::: Extract provided :::

Post CV19 life means that our social life in Seattle has gained more vibrancy. Perhaps it is simply the fact that we have found more space in our lives outside of work and family. In any event, we have been reconnecting with friends—both new and very old. This tale rises from a dinner we shared with one of the latter category.
Joining us that evening at the home of my wife’s friend and early mentor were her son and his partner. While I could devote many paragraphs to the way this lady (for that she truly is, although there is not one jot of the haughtiness we in the #Austenesque world associate with someone to which we apply that appellation) nurtured us in the midst of the darkest period of our lives, ’tis not about her, but rather her son that makes this of interest to us.
He is an airline captain. Well, that is not exactly correct; he no longer directly works for any carriers. He did, but now he does something every air traveler can appreciate. He is a production test pilot for a local aircraft manufacturing company—you know, the one that has been filling the skies with aircraft from its first Seaplane in 1917 to the current 787 Dreamliner. Yes, Boeing…and what our friend does is take up newly-finished aircraft for their maiden flights prior to delivery.

::: Material provided :::

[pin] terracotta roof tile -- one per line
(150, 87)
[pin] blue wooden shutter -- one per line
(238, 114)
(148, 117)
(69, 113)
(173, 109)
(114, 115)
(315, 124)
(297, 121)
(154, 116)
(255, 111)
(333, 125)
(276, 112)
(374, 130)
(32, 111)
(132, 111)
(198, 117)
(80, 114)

:::

__Work instructions__
(a) In the account of the Seattle dinner, what is the friend's son's job now?
(b) Go on with the account of the Seattle dinner, picking up after its last sentence.

__Results for each task__
(a) He is a production test pilot for Boeing, taking newly finished aircraft up for their maiden flights before delivery.

(b)
I have always been amazed that until our friend or another of his ilk takes the aircraft on that first check flight, there is no guarantee that the darn thing will fly. Only after they roll it down the runway and point its nose into the sky is the answer to that burning question known. So, I am thankful that they do what they do. If there could be someone perfectly cast as a test pilot (no, I am not going all Right Stuff here), it would be our friend. He is about six feet tall, narrow at the hip, has steel grey hair, a perpetual tan, and owns an incredibly calm demeanor. By his count, he has taken between 150 and 200 maiden flights in 737, 777, and 787 Dreamliners.
But, I digress.
At the table, the inevitable question “And, Don, what do you do?” elicited the usual response about writing Pride and Prejudice variations.
At that point, all conversation came to a halt when he replied, “You know, I flew the Jane Austen 787 on her maiden flight.” I will ignore the delicious double-entendre inherent in the pairing of “maiden” and “Jane Austen.”
What?
Norwegian Air constituted its international airline around the Boeing 787 Dreamliner. Those cunning Norse decided to name the aircraft in their fleet after great persons of history. One of those is christened after our own Miss Austen.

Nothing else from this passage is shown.